### What you need to do
Every line below that holds the string "pairs" should be copied.

### Exercise data
"""

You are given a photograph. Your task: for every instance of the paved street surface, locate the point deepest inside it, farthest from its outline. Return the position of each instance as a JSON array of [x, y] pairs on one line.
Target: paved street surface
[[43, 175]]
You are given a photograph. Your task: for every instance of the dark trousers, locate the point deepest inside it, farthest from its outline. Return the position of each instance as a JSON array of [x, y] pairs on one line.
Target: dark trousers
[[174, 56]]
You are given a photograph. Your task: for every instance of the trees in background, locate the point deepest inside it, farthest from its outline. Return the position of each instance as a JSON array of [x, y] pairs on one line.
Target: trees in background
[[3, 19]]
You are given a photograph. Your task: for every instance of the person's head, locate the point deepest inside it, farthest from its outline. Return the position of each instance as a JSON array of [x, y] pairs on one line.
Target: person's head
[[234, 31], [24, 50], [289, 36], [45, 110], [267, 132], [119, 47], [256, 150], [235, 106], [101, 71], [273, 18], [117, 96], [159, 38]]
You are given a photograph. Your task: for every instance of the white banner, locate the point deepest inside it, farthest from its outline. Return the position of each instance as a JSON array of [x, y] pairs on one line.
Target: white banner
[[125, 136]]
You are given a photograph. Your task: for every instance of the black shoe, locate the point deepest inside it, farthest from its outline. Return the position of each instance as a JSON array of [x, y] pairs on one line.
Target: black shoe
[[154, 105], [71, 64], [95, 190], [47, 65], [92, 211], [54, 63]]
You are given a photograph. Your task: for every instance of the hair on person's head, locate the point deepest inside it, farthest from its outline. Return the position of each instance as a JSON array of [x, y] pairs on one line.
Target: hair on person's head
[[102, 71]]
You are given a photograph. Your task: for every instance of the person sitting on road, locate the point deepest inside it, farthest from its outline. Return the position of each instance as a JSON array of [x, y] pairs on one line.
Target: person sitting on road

"""

### Answer section
You are given a photograph. Your task: for every instance of the paved street surface, locate the point deepest inside it, farthest from its outline. Return the position of each instance as a JSON array of [x, y] pairs on one line.
You are given a photograph. Your task: for every instance of the dark trousers, locate the point deepest inside it, farthest from its outline. Return the position of each instance as a JSON array of [x, y] pairs on one line.
You are given a photograph. Your task: for every instance of the trees in background, locate the point deepest inside it, farthest from its outline. Return the position of each instance as a JSON array of [x, y] pairs on one line.
You are given a photograph. Your task: for every instance of the person's head, locate the point deepest inside it, farthest from its outline. Return the position of each instance as a JSON array of [x, y] pairs on one line.
You are given a photograph. Your task: for every instance of the white banner, locate the point deepest inside it, farthest from its outline. Return the position of each instance as a JSON array of [x, y] pairs on one line.
You are given a photograph. Your task: for every instance of the black shoe, locate the point deepest inside it, farthest from its outline. Return the position of each instance as a JSON array of [x, y] pairs on one line.
You are given a photograph. Your task: for every instance of the hair on person's head, locate the point deepest inside it, farthest from its outline. Return the position of each instance as a JSON array of [x, y] pairs on one line.
You are given a photograph. Your task: for every instance of the person sitting on road, locate the point deepest inside it, farthest from its outline. Return the position of each instance as a JSON array of [x, y] pairs on one line.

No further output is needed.